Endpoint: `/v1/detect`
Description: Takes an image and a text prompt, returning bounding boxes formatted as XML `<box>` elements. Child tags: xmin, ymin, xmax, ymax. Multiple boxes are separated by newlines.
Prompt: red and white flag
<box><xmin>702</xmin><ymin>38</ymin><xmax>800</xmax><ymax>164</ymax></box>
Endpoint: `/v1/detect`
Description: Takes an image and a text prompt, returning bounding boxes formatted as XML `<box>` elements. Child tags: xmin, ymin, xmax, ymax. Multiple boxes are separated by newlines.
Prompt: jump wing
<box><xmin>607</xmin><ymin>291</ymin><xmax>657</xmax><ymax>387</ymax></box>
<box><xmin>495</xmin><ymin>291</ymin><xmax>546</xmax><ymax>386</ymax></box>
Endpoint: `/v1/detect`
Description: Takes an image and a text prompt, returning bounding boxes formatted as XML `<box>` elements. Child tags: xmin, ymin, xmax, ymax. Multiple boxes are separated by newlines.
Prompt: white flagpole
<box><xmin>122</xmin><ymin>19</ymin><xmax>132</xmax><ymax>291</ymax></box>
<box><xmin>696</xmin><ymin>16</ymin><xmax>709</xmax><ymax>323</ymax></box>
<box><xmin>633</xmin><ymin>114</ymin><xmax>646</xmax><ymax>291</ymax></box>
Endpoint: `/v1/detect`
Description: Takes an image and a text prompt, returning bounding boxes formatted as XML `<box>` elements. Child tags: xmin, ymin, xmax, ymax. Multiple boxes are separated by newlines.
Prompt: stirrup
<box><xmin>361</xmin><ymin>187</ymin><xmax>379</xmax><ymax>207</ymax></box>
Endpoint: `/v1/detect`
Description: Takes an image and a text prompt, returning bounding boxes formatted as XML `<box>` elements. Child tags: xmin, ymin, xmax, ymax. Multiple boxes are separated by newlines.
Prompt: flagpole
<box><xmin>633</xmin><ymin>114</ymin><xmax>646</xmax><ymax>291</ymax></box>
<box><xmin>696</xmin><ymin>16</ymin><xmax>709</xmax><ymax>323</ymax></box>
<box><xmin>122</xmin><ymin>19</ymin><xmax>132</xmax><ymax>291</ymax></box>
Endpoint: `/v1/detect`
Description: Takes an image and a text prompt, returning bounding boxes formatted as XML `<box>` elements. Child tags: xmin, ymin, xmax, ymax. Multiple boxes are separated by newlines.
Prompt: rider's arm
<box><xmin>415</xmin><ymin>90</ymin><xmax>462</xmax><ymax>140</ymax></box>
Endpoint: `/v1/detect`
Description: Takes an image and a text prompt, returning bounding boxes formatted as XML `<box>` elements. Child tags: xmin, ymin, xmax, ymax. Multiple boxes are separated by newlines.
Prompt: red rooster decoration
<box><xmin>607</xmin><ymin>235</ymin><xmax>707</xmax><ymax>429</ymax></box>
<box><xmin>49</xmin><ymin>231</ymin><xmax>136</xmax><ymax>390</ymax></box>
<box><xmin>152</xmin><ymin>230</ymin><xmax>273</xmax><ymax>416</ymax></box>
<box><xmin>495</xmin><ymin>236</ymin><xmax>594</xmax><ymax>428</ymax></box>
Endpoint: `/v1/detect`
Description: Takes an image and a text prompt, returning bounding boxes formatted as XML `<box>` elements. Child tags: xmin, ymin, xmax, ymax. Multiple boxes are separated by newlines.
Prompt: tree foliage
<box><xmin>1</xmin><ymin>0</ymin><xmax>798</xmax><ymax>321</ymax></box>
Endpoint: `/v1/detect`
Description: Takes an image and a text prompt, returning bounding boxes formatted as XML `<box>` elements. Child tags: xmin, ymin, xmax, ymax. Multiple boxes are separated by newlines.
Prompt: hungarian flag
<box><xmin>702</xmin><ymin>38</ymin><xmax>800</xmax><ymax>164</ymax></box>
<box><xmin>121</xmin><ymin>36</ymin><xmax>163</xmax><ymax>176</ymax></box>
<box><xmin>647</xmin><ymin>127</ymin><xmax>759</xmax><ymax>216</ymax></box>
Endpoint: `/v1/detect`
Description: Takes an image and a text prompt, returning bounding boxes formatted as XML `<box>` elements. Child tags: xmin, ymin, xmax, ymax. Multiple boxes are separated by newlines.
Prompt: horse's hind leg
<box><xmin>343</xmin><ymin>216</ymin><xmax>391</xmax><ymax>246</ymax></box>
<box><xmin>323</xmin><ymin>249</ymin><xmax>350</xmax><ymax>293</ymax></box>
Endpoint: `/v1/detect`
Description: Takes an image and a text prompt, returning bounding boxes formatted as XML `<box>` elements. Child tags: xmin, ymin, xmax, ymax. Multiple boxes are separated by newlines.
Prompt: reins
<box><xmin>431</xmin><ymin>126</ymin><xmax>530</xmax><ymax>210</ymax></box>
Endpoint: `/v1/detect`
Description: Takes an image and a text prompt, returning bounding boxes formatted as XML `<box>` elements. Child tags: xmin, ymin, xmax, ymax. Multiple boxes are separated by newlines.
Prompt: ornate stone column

·····

All entries are to be repeated exactly and completely.

Answer section:
Endpoint: `/v1/detect`
Description: Takes an image and a text prompt, returning bounding boxes formatted as XML `<box>` elements. Child tags: xmin, ymin, xmax, ymax. Multiple boxes are separated by newlines.
Prompt: red and white flag
<box><xmin>702</xmin><ymin>38</ymin><xmax>800</xmax><ymax>164</ymax></box>
Endpoint: `/v1/detect`
Description: Takes an image and a text prompt, returning bounding boxes formatted as XML `<box>` elements. Child tags: xmin, ymin, xmax, ymax. Multiple boxes are separated by newlines.
Prompt: jump wing
<box><xmin>607</xmin><ymin>291</ymin><xmax>657</xmax><ymax>387</ymax></box>
<box><xmin>495</xmin><ymin>291</ymin><xmax>546</xmax><ymax>386</ymax></box>
Endpoint: `/v1/detect`
Description: Takes an image and a text prompt, returning bounding boxes formatted as XML `<box>` elements. Child tags: xmin, ymin, xmax, ymax. Multiple boxes are separated by newlines.
Prompt: white flagpole
<box><xmin>122</xmin><ymin>19</ymin><xmax>132</xmax><ymax>291</ymax></box>
<box><xmin>696</xmin><ymin>16</ymin><xmax>709</xmax><ymax>323</ymax></box>
<box><xmin>633</xmin><ymin>114</ymin><xmax>646</xmax><ymax>291</ymax></box>
Endpoint: `/v1/detect`
Description: Takes an image and a text prompt, returning bounding boxes formatted as XML `<box>` elements. Child tags: xmin, ymin, xmax, ymax. Multiple boxes are separated by newlines.
Prompt: stirrup
<box><xmin>361</xmin><ymin>187</ymin><xmax>379</xmax><ymax>207</ymax></box>
Endpoint: `/v1/detect`
Description: Takes an image and a text prompt, returning bounding boxes formatted as XML `<box>` elements. Child tags: xmin, ymin, xmax, ymax. Multiple boxes are separated by newlines.
Prompt: flagpole
<box><xmin>633</xmin><ymin>114</ymin><xmax>646</xmax><ymax>291</ymax></box>
<box><xmin>696</xmin><ymin>16</ymin><xmax>709</xmax><ymax>323</ymax></box>
<box><xmin>122</xmin><ymin>19</ymin><xmax>132</xmax><ymax>291</ymax></box>
Endpoint: `/v1/detect`
Description: Takes an image and a text prompt, returning bounding boxes formatted as XML `<box>` elements. Child tags: xmin, ymin, xmax, ymax. Multiple boxes are separated by newlines.
Prompt: rider's arm
<box><xmin>415</xmin><ymin>90</ymin><xmax>462</xmax><ymax>140</ymax></box>
Endpoint: `/v1/detect`
Description: Takes an image and a text prompt, returning bounding boxes formatted as XML `<box>` elements. Child tags: xmin, ymin, xmax, ymax. Multiple boxes are separated by newlines.
Prompt: red rooster decoration
<box><xmin>607</xmin><ymin>235</ymin><xmax>707</xmax><ymax>429</ymax></box>
<box><xmin>49</xmin><ymin>231</ymin><xmax>136</xmax><ymax>390</ymax></box>
<box><xmin>152</xmin><ymin>230</ymin><xmax>273</xmax><ymax>416</ymax></box>
<box><xmin>495</xmin><ymin>236</ymin><xmax>594</xmax><ymax>428</ymax></box>
Endpoint: `/v1/detect`
Description: Takes an image and a text prompt, returning bounding boxes formatted as XML `<box>` elements. Child tags: xmin, ymin, xmax, ymax. Multiple boxes are separated by newlines.
Prompt: tree foliage
<box><xmin>1</xmin><ymin>0</ymin><xmax>798</xmax><ymax>321</ymax></box>
Endpoint: `/v1/detect`
Description: Takes an image and a text prompt, returning bounding boxes formatted as XML `<box>` elements. Child tags: xmin, ymin, xmax, ymax. Multiple boxes are separated by newlines.
Prompt: hungarian flag
<box><xmin>702</xmin><ymin>38</ymin><xmax>800</xmax><ymax>164</ymax></box>
<box><xmin>121</xmin><ymin>36</ymin><xmax>163</xmax><ymax>176</ymax></box>
<box><xmin>647</xmin><ymin>127</ymin><xmax>759</xmax><ymax>216</ymax></box>
Endpoint: `/v1/detect`
Description: Takes an image and a text prompt, returning bounding boxes formatted as XML `<box>` elements. Child tags: xmin, ymin, xmax, ymax. Multiple boxes are separated by newlines.
Prompt: horse's hind leg
<box><xmin>343</xmin><ymin>216</ymin><xmax>391</xmax><ymax>246</ymax></box>
<box><xmin>323</xmin><ymin>249</ymin><xmax>350</xmax><ymax>293</ymax></box>
Endpoint: `/v1/detect`
Description: Takes an image and a text prompt, returning bounding boxes formatted as XML `<box>` elements. Child tags: xmin, ymin, xmax, ymax. Multiple boxes are separated by newlines.
Prompt: reins
<box><xmin>431</xmin><ymin>126</ymin><xmax>530</xmax><ymax>210</ymax></box>
Endpoint: `/v1/detect`
Description: Takes an image and a text prompt, returning bounding boxes formatted as XML `<box>` elements. Child tags: xmin, ymin, xmax, ymax. Multiple boxes are separated by newlines.
Prompt: ornate stone column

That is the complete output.